PASSAGE

## Begin

This case forces us to decide the question we partially (and tangentially) addressed in Conley I: whether the funds involved in the alleged money laundering transaction were "proceeds of specified unlawful activity." Morelli makes two arguments. First, he contends that the money did not become proceeds until after it passed through the burn company. He alleges that this is significant because the government offered no evidence as to how much money was wired after it passed through the burn company, thus failing to prove that money laundering occurred. In the alternative, he claims that, if the money became proceeds before it passed through the burn company, it did so as soon as it came into the Association's control. Thus, it cannot have been the proceeds of wire fraud, since the wire fraud was predicated on the money being wired after it entered the control of the Association. We address these points in turn.
C. Did the Transactions Involve the Proceeds of the Fraud?
The government only proved financial transactions, i.e., wirings of money up the daisy chain, occurring before the money reached the burn company. Accordingly, if the money did not become proceeds until after it passed through the burn company, as Morelli contends, the government's proof of money laundering would have failed because it would not have proved a financial transaction involving proceeds.

## End

Contour labeling entries

## Begin

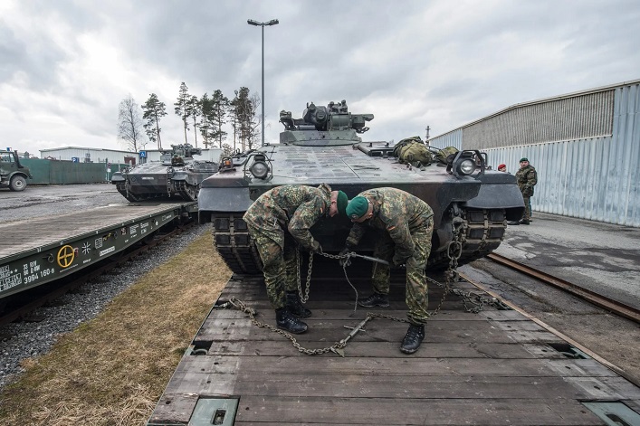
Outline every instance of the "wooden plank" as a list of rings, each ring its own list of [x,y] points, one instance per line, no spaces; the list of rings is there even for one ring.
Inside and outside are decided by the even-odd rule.
[[[350,309],[346,310],[346,309],[338,309],[338,308],[316,308],[317,304],[315,303],[310,303],[306,305],[308,308],[311,308],[312,312],[312,318],[318,318],[318,317],[322,317],[322,318],[327,318],[327,319],[345,319],[345,318],[351,318],[353,317],[351,316],[351,313],[353,312],[353,305],[350,305]],[[251,308],[255,308],[255,306],[252,306]],[[257,310],[256,311],[260,315],[266,315],[268,311],[272,311],[271,307],[268,307],[267,308],[263,309],[265,312],[263,312],[263,310]],[[361,308],[358,307],[358,310],[356,311],[356,315],[358,315],[360,317],[363,317],[362,313],[367,313],[367,312],[373,312],[374,309],[368,309],[366,308]],[[387,314],[387,315],[392,315],[392,316],[398,316],[398,317],[403,317],[406,314],[406,309],[396,309],[396,310],[391,310],[390,308],[377,308],[375,309],[376,312],[380,313],[380,314]],[[269,313],[270,317],[275,317],[275,315],[272,315]],[[211,311],[209,314],[208,317],[210,319],[217,318],[217,319],[237,319],[237,318],[244,318],[244,317],[248,317],[248,315],[238,310],[235,308],[215,308]],[[440,312],[437,315],[435,315],[429,318],[429,321],[441,321],[441,320],[447,320],[447,321],[478,321],[481,319],[489,319],[492,321],[530,321],[530,319],[524,317],[522,314],[520,312],[517,312],[515,310],[495,310],[491,308],[486,308],[484,310],[482,310],[478,312],[477,314],[470,313],[470,312],[464,312],[460,309],[454,309],[454,310],[446,310],[443,309],[440,310]]]
[[[298,342],[336,342],[346,337],[349,328],[357,326],[364,317],[340,319],[313,319],[306,318],[309,331],[298,335]],[[275,318],[261,317],[260,322],[275,326]],[[538,330],[520,330],[518,325],[531,323],[515,321],[513,331],[498,333],[496,327],[487,321],[447,321],[440,320],[427,323],[425,342],[467,342],[467,343],[511,343],[511,342],[558,342],[555,335],[539,327]],[[366,326],[366,332],[359,332],[353,338],[356,342],[385,341],[399,342],[405,336],[408,325],[397,321],[375,318]],[[249,318],[237,319],[206,319],[196,338],[206,341],[235,341],[235,340],[282,340],[286,341],[279,334],[252,324]]]
[[[320,345],[317,345],[318,347]],[[351,341],[345,348],[345,356],[358,357],[392,357],[406,358],[401,353],[400,339],[397,342],[362,342]],[[291,355],[295,349],[288,340],[282,341],[225,341],[214,342],[208,351],[210,355],[240,355],[240,356],[280,356]],[[336,356],[329,354],[330,356]],[[515,343],[458,343],[439,342],[425,343],[416,354],[424,358],[460,358],[465,357],[473,362],[473,358],[557,358],[565,359],[561,354],[552,350],[544,344],[515,344]]]
[[[205,397],[219,395],[300,397],[313,395],[326,398],[387,398],[441,399],[448,396],[459,400],[479,399],[591,399],[595,394],[589,386],[600,386],[604,393],[607,385],[597,379],[584,380],[584,386],[574,387],[560,377],[483,377],[436,376],[428,383],[424,377],[404,376],[390,381],[376,375],[335,375],[319,374],[301,376],[273,373],[268,377],[239,373],[207,374],[180,372],[180,383],[167,389],[170,395],[197,393]],[[186,385],[186,383],[190,383]],[[612,395],[616,393],[613,391]],[[463,403],[463,402],[461,402]]]
[[[576,401],[502,399],[323,398],[316,396],[243,396],[235,424],[304,422],[422,425],[601,425]]]
[[[359,358],[337,356],[188,356],[177,371],[236,373],[268,377],[273,372],[288,374],[380,375],[380,376],[512,376],[512,377],[615,377],[616,374],[592,359],[491,359]]]

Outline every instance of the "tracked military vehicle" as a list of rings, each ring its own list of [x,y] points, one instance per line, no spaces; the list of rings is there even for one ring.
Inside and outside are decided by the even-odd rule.
[[[196,160],[202,150],[189,144],[172,145],[160,161],[149,161],[115,172],[111,183],[131,202],[179,197],[196,201],[200,183],[218,170],[218,164]]]
[[[427,269],[448,266],[454,239],[462,246],[462,251],[454,250],[459,265],[500,245],[507,221],[519,219],[524,208],[515,177],[490,170],[486,155],[475,150],[426,147],[435,157],[431,164],[398,158],[397,147],[388,142],[362,141],[359,135],[373,118],[349,112],[344,100],[327,107],[310,103],[301,118],[280,113],[284,131],[279,144],[222,159],[218,173],[201,185],[198,214],[201,222],[213,222],[214,243],[234,272],[260,273],[260,258],[242,217],[262,194],[287,184],[327,183],[349,198],[393,186],[423,199],[435,213]],[[350,227],[345,217],[326,218],[311,232],[325,252],[338,252]],[[372,250],[373,242],[362,241],[358,251]]]
[[[33,178],[29,167],[20,164],[16,151],[0,154],[0,187],[8,186],[12,191],[24,191],[26,180]]]

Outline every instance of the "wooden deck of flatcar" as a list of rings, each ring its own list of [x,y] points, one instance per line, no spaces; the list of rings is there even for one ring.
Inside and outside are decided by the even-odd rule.
[[[368,294],[367,279],[353,282],[360,297]],[[432,285],[429,294],[434,309],[443,289]],[[275,324],[262,280],[232,279],[220,300],[231,298]],[[404,318],[404,277],[394,278],[390,298],[390,308],[368,310]],[[367,312],[351,316],[354,299],[343,277],[313,279],[313,316],[298,342],[320,348],[345,337]],[[449,295],[413,355],[399,351],[406,327],[376,318],[344,358],[310,356],[246,314],[214,308],[194,339],[199,350],[183,357],[148,424],[592,425],[607,423],[583,402],[640,412],[638,387],[593,358],[566,357],[553,347],[565,341],[517,311],[466,313]]]
[[[196,202],[119,204],[0,223],[0,298],[93,265],[196,212]]]
[[[0,223],[0,260],[47,244],[73,240],[139,217],[153,216],[179,204],[121,204],[60,216],[45,216]]]

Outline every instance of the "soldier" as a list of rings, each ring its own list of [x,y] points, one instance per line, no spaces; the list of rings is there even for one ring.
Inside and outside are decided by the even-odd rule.
[[[331,191],[326,184],[317,188],[287,185],[263,194],[243,216],[263,260],[264,284],[279,328],[304,333],[307,325],[299,318],[311,315],[296,291],[296,243],[322,252],[309,230],[322,216],[345,214],[346,208],[347,194]]]
[[[368,225],[380,233],[374,256],[393,261],[396,267],[406,265],[406,301],[410,325],[400,350],[413,354],[425,338],[425,324],[429,317],[425,268],[431,252],[434,211],[405,191],[377,188],[354,197],[347,205],[347,216],[354,223],[341,255],[358,245],[367,230],[365,225]],[[375,263],[372,281],[373,294],[358,304],[364,308],[388,307],[389,267]]]
[[[516,181],[518,187],[522,193],[524,199],[524,213],[520,221],[512,221],[510,225],[528,225],[531,219],[531,197],[533,196],[533,187],[538,183],[538,173],[533,166],[529,164],[528,158],[520,159],[520,170],[516,172]]]

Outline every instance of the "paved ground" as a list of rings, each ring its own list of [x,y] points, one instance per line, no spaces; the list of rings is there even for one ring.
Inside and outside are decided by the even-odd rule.
[[[0,189],[0,222],[127,203],[112,184],[28,185],[17,193]]]
[[[640,228],[535,213],[496,252],[640,308]]]
[[[0,189],[0,222],[127,204],[111,184]],[[34,208],[35,207],[35,208]],[[497,252],[640,307],[640,229],[535,213]],[[640,326],[489,260],[463,271],[626,370],[640,383]]]
[[[640,308],[640,229],[535,213],[496,252]],[[640,325],[487,259],[462,270],[640,383]]]

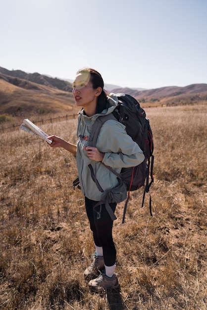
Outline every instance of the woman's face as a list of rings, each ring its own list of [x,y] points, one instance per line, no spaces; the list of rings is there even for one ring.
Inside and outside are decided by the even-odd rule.
[[[89,72],[81,72],[73,82],[73,95],[76,105],[85,109],[89,106],[96,106],[98,96],[100,93],[98,87],[94,89],[90,81]]]

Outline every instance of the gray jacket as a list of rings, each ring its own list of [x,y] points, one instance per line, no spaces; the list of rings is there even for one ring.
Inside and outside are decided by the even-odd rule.
[[[101,162],[90,159],[84,147],[88,146],[88,141],[80,139],[81,136],[90,136],[92,126],[99,116],[111,113],[118,103],[115,95],[108,96],[110,105],[107,109],[91,117],[84,115],[83,110],[78,116],[77,136],[78,139],[77,148],[77,164],[80,185],[83,195],[92,200],[100,201],[104,198],[107,191],[116,186],[116,176],[107,169]],[[125,126],[119,122],[109,119],[102,126],[96,144],[98,150],[105,153],[103,160],[105,165],[111,167],[118,173],[122,167],[133,167],[141,163],[144,159],[143,153],[138,145],[127,135]],[[88,165],[91,164],[97,171],[97,180],[104,191],[100,192],[91,176]]]

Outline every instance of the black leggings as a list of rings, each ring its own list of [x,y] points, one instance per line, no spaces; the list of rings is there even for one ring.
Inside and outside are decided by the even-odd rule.
[[[100,205],[94,206],[98,202],[85,197],[86,212],[90,222],[90,228],[95,245],[102,247],[105,265],[113,266],[116,261],[116,251],[112,236],[113,220],[107,211],[105,205],[101,205],[101,217],[97,219],[98,212],[100,211]],[[110,204],[114,212],[116,207],[115,203]]]

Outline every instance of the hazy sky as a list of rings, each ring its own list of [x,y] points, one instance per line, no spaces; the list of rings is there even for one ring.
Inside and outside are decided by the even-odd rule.
[[[0,0],[0,66],[155,88],[207,83],[207,0]]]

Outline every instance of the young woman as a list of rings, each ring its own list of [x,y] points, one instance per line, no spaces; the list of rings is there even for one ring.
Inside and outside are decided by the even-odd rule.
[[[77,145],[52,136],[50,139],[52,142],[50,146],[63,148],[76,156],[80,186],[85,196],[95,248],[94,260],[86,268],[84,275],[92,279],[89,283],[90,288],[98,292],[103,288],[115,288],[119,286],[115,273],[116,252],[112,234],[113,220],[104,205],[101,205],[101,216],[97,216],[94,207],[118,182],[116,176],[101,162],[119,173],[122,167],[132,167],[142,162],[144,155],[139,146],[126,134],[124,126],[115,120],[107,120],[103,124],[96,147],[88,146],[85,137],[90,136],[96,119],[100,115],[111,113],[118,103],[115,95],[106,95],[99,72],[91,68],[78,71],[73,82],[73,95],[76,105],[82,108],[78,116]],[[98,171],[98,181],[104,192],[100,191],[93,180],[89,164],[94,171],[96,169]],[[115,203],[110,204],[113,211],[116,206]]]

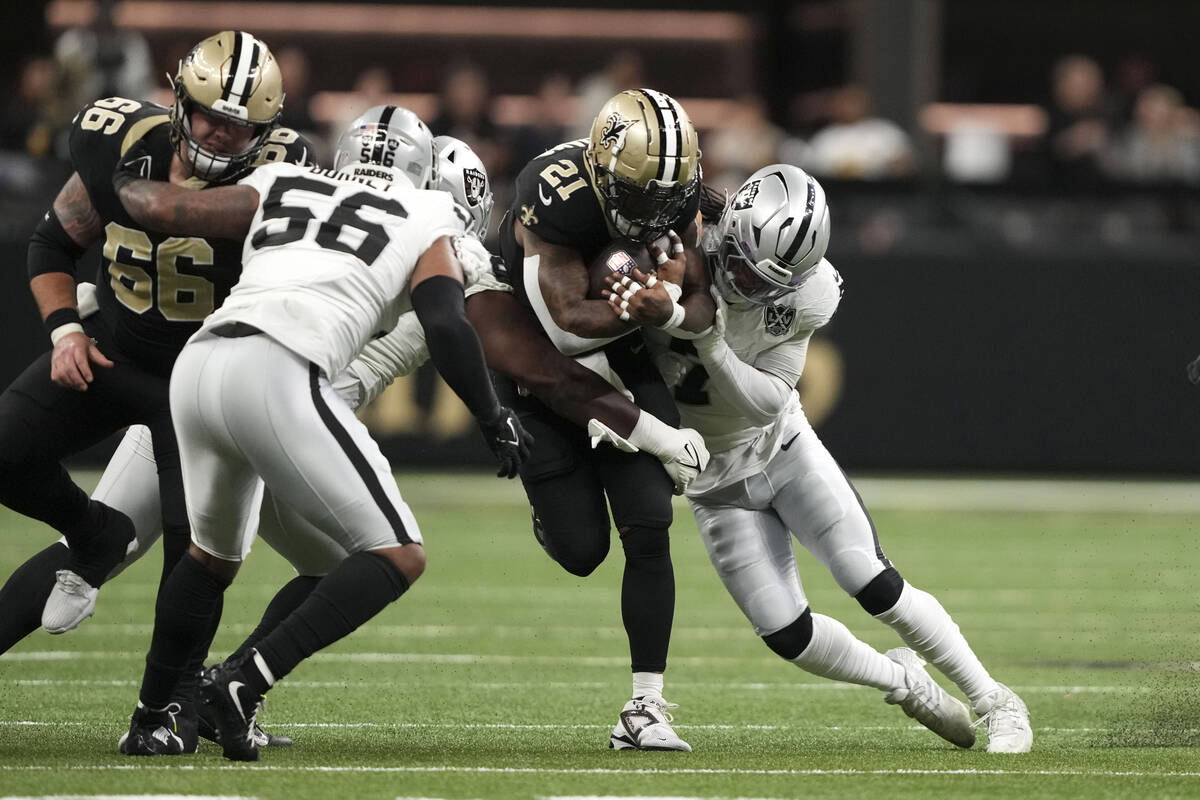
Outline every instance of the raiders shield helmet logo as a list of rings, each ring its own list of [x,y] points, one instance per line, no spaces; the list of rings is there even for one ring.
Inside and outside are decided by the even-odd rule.
[[[738,190],[738,193],[733,198],[734,211],[742,211],[743,209],[749,209],[754,205],[754,199],[758,197],[758,184],[761,182],[762,181],[750,181]]]
[[[762,319],[767,332],[772,336],[786,336],[796,319],[796,309],[791,306],[763,306]]]
[[[484,190],[487,187],[487,176],[474,167],[462,170],[463,188],[467,190],[467,203],[474,209],[484,201]]]
[[[611,150],[613,155],[620,152],[625,146],[625,131],[634,124],[634,120],[622,119],[620,114],[613,112],[605,121],[604,131],[600,132],[600,146]]]

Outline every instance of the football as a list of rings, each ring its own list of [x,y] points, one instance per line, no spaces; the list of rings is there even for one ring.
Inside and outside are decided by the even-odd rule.
[[[635,239],[612,240],[588,266],[588,297],[604,300],[601,291],[608,288],[605,278],[610,275],[629,275],[635,269],[647,275],[654,269],[646,245]]]

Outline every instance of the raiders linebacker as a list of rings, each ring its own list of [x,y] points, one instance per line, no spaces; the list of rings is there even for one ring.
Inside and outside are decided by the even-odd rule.
[[[588,297],[587,267],[614,237],[654,242],[677,231],[670,249],[686,265],[686,278],[647,289],[644,321],[677,336],[709,327],[713,303],[695,247],[698,190],[700,148],[684,109],[659,91],[624,91],[600,109],[589,138],[560,144],[521,170],[499,230],[515,295],[545,335],[670,423],[678,420],[670,393],[642,350],[641,335],[629,336],[637,325],[613,318],[604,300]],[[650,252],[668,258],[653,243]],[[589,432],[577,420],[521,396],[511,384],[502,395],[534,435],[521,481],[533,506],[534,534],[550,557],[568,572],[587,576],[608,553],[608,509],[620,535],[622,618],[634,691],[610,746],[691,750],[671,728],[662,698],[674,614],[667,535],[672,481],[654,458],[626,452],[632,447],[617,432],[590,426],[596,438],[614,443],[592,449]],[[632,434],[644,432],[638,426]],[[689,465],[700,471],[704,459],[707,452],[697,449]]]
[[[659,335],[652,347],[684,421],[713,453],[688,500],[718,575],[767,646],[798,667],[875,686],[938,735],[972,746],[966,706],[932,681],[923,657],[985,721],[988,752],[1027,752],[1025,704],[988,674],[937,600],[883,555],[858,494],[800,408],[794,386],[809,339],[841,297],[841,278],[824,259],[823,190],[796,167],[766,167],[713,222],[704,249],[722,299],[718,321],[700,338]],[[622,293],[629,291],[626,281]],[[637,319],[640,295],[635,288],[624,309],[612,295],[613,311]],[[788,531],[908,648],[882,655],[812,613]]]
[[[355,128],[332,173],[272,164],[238,186],[187,192],[136,179],[127,157],[114,179],[145,224],[244,236],[241,279],[180,354],[170,402],[193,542],[160,594],[138,706],[125,752],[150,748],[168,727],[174,685],[236,575],[264,483],[349,555],[246,654],[208,674],[227,758],[253,760],[254,709],[276,680],[354,631],[424,572],[421,535],[390,467],[330,384],[379,330],[415,311],[438,371],[479,420],[508,477],[529,437],[500,405],[463,309],[452,237],[468,219],[444,192],[414,188],[427,169],[397,160],[379,126]],[[427,151],[419,120],[406,144]],[[383,133],[383,136],[377,136]],[[300,432],[304,435],[298,435]],[[262,479],[262,480],[260,480]]]
[[[65,456],[146,425],[158,463],[164,570],[187,547],[168,375],[184,342],[236,281],[241,243],[139,224],[113,191],[114,167],[137,146],[143,175],[199,188],[235,181],[258,164],[311,160],[298,133],[276,126],[282,78],[271,52],[250,34],[222,31],[199,42],[172,83],[169,109],[108,97],[79,112],[70,139],[74,173],[30,240],[30,289],[53,350],[0,395],[0,501],[46,522],[65,543],[31,558],[0,590],[0,652],[37,627],[52,587],[95,596],[134,536],[128,517],[89,501],[61,467]],[[83,323],[74,269],[92,243],[102,246],[100,311]]]

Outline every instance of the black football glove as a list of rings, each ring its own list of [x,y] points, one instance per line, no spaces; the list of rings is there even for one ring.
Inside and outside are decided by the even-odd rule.
[[[136,180],[150,179],[150,170],[154,167],[154,158],[150,156],[150,146],[145,139],[138,139],[116,162],[113,170],[113,190],[120,194],[121,187]]]
[[[1200,386],[1200,355],[1188,365],[1188,380]]]
[[[510,408],[500,407],[499,413],[488,421],[480,420],[479,429],[484,432],[487,446],[492,449],[496,461],[500,462],[497,477],[516,477],[521,463],[529,457],[533,437],[521,426],[521,420]]]

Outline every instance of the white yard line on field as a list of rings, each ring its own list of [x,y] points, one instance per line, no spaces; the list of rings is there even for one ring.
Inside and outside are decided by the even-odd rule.
[[[736,769],[736,768],[680,768],[680,769],[610,769],[610,768],[544,768],[544,766],[461,766],[454,764],[427,766],[346,766],[346,765],[274,765],[274,764],[67,764],[67,765],[0,765],[0,772],[125,772],[150,770],[178,770],[180,772],[332,772],[332,774],[463,774],[463,775],[781,775],[781,776],[856,776],[856,775],[926,775],[926,776],[1012,776],[1012,777],[1134,777],[1134,778],[1198,778],[1200,772],[1168,770],[1153,772],[1147,770],[1016,770],[1016,769]]]

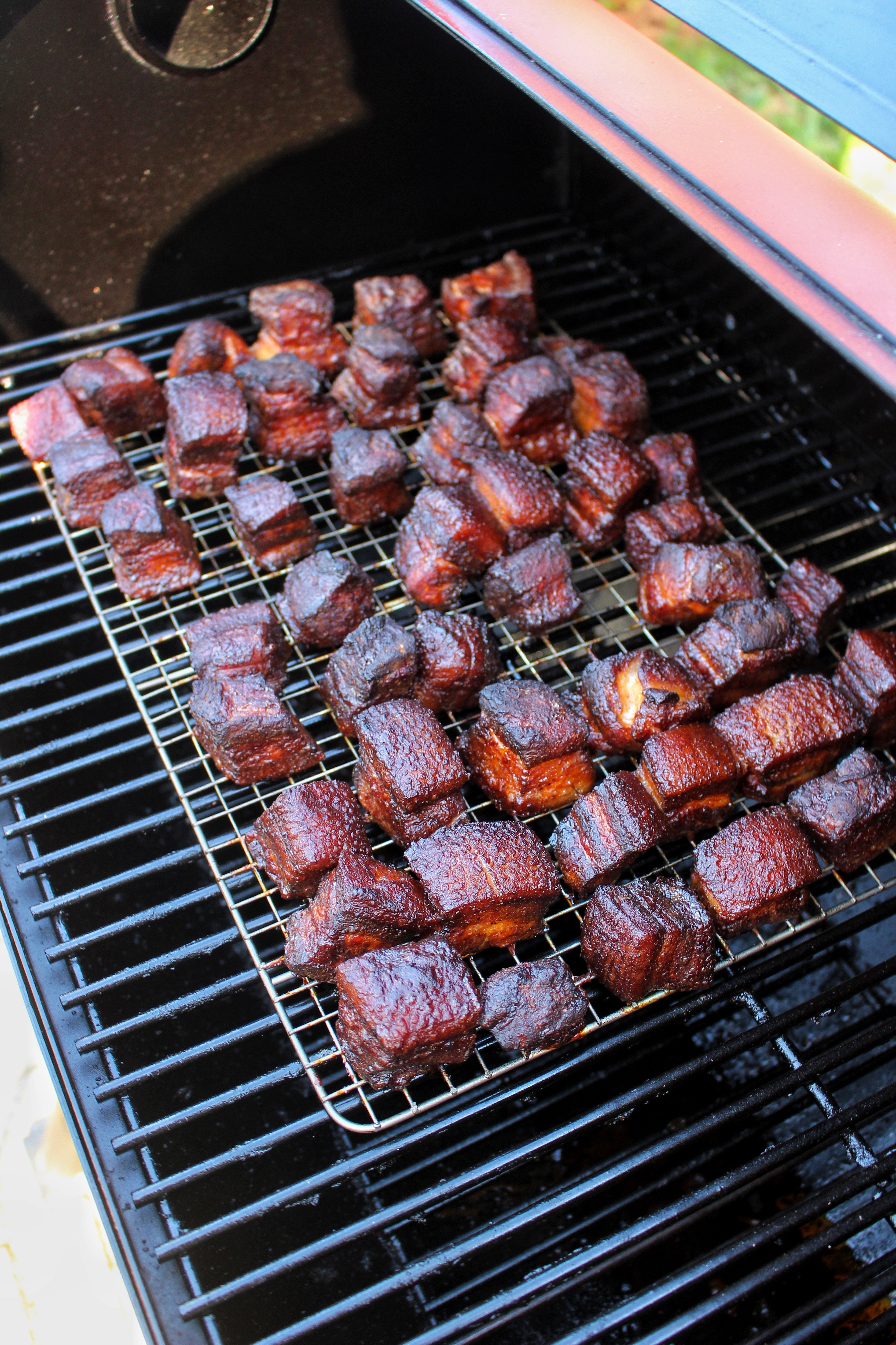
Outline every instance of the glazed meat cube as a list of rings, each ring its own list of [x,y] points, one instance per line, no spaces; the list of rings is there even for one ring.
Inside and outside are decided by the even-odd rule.
[[[355,720],[380,701],[411,695],[416,675],[414,635],[391,616],[369,616],[345,638],[320,681],[339,732],[355,737]]]
[[[263,677],[197,678],[189,698],[193,732],[234,784],[298,775],[324,753]]]
[[[721,933],[797,916],[818,859],[787,808],[756,808],[701,841],[690,886]]]
[[[56,504],[73,527],[95,527],[106,500],[137,484],[134,469],[107,434],[83,425],[47,451]]]
[[[521,822],[446,827],[406,858],[442,912],[445,937],[463,955],[533,939],[560,896],[544,846]]]
[[[504,1050],[563,1046],[582,1032],[588,1001],[560,958],[520,962],[488,978],[482,1026]]]
[[[339,516],[357,526],[404,514],[411,507],[406,467],[404,453],[387,430],[339,430],[329,469]]]
[[[376,611],[373,580],[348,555],[314,551],[286,576],[279,608],[294,639],[332,650]]]
[[[588,663],[582,693],[592,741],[600,752],[637,753],[661,729],[709,718],[701,683],[674,659],[653,650]]]
[[[283,790],[244,839],[285,901],[313,897],[340,857],[371,854],[361,811],[341,780],[308,780]]]
[[[525,257],[508,252],[501,261],[442,281],[442,307],[457,327],[470,317],[504,317],[535,330],[535,285]]]
[[[762,561],[752,546],[664,542],[641,570],[638,607],[645,621],[693,625],[723,603],[767,593]]]
[[[541,682],[494,682],[458,751],[480,788],[514,818],[549,812],[594,787],[588,725]]]
[[[896,780],[865,748],[801,784],[787,807],[815,850],[841,873],[852,873],[896,842]]]
[[[814,672],[747,695],[713,722],[744,772],[743,792],[767,803],[827,771],[865,729],[852,701]]]
[[[676,662],[705,683],[713,710],[721,710],[776,682],[802,652],[802,635],[790,608],[759,597],[723,603],[684,640]]]
[[[167,508],[152,486],[132,486],[106,500],[99,526],[116,582],[134,601],[199,584],[201,566],[189,523]]]
[[[414,695],[430,710],[465,710],[498,675],[498,648],[485,621],[457,612],[422,612],[414,627]]]
[[[310,907],[289,917],[286,966],[297,976],[333,981],[347,958],[420,939],[437,924],[433,902],[410,873],[347,851]]]
[[[371,1088],[406,1088],[473,1050],[482,1006],[462,958],[445,939],[341,962],[336,987],[336,1034],[356,1077]]]
[[[555,534],[496,561],[485,576],[482,601],[496,620],[509,617],[521,631],[539,635],[571,621],[582,607],[572,585],[572,565]]]
[[[665,818],[633,771],[617,771],[574,806],[551,846],[574,892],[613,882],[662,841]]]
[[[357,799],[387,835],[408,846],[463,816],[469,776],[431,710],[387,701],[359,714],[355,728]]]
[[[837,624],[846,600],[846,589],[829,574],[802,557],[793,561],[775,585],[775,597],[797,617],[806,652],[815,658]]]

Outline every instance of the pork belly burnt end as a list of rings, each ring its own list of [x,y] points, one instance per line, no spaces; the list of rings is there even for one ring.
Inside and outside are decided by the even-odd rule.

## End

EXERCISE OBJECTIVE
Continue the court opinion excerpt on the money laundering charge, picking up right after its last sentence.

ANSWER TO THIS TASK
Morelli argues that the money did not become proceeds until it moved past the burn company. In essence, he contends that since the duty to pay the taxes lay with the burn company, no fraud occurred until the burn company itself failed to collect and pay the taxes. Hence, before the burn company failed to do so, the money was entirely legitimate. But the taxes were not, as Morelli claims, collected and passed on, and then diverted. They were never collected. The paperwork that indicated that the taxes had been collected was falsified. The transactions going down the chain --purporting to represent sales of fuel -were fraudulent, and the payments going back up the chain were proceeds of that fraud.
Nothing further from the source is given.